_Directions_.
Reproduce the following material verbatim, keeping every line unchanged and in its original order.

··· Given records ···

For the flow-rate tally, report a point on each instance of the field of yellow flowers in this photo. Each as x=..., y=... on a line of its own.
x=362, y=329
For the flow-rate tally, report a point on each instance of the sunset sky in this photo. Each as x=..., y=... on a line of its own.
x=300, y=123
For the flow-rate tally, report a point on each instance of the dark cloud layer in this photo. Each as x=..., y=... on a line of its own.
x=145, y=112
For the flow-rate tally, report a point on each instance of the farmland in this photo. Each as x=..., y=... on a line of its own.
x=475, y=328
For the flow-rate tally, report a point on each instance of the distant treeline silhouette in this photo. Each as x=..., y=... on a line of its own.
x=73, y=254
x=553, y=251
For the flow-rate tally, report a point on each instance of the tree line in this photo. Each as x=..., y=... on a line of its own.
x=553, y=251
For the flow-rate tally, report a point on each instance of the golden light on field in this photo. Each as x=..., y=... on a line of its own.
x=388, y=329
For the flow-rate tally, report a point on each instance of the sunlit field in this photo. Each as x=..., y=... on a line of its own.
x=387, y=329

···

_Written answer_.
For the flow-rate tally, report a point on each instance of the field of yellow flowers in this photo. Each as x=..., y=... on a line of its own.
x=362, y=329
For the flow-rate tally, report a point on each instance of the sunset sky in this photo. Each as x=..., y=... on a line of its own.
x=300, y=123
For the flow-rate tally, report a point on each instance of the dark cloud layer in this photo. Each as x=..., y=... on a line of its own.
x=145, y=112
For the flow-rate tally, report a point on each instance of the farmland in this photo. Each as x=..., y=... on a line of its own.
x=475, y=328
For the flow-rate tally, report a point on each instance of the distant treeline silhouette in this photo. Each as x=..., y=... on a line of its own.
x=73, y=254
x=553, y=251
For the flow-rate tally, report a point on each instance of the tree line in this photo. Each as x=..., y=... on a line of its own.
x=553, y=251
For the flow-rate tally, report a point on each instance of the golden light on field in this photo. Each as x=..., y=... on a line of its own.
x=388, y=329
For the flow-rate tally, report a point on each instance of the sunlit field in this photo. Each as x=..., y=... on a line of its own.
x=387, y=329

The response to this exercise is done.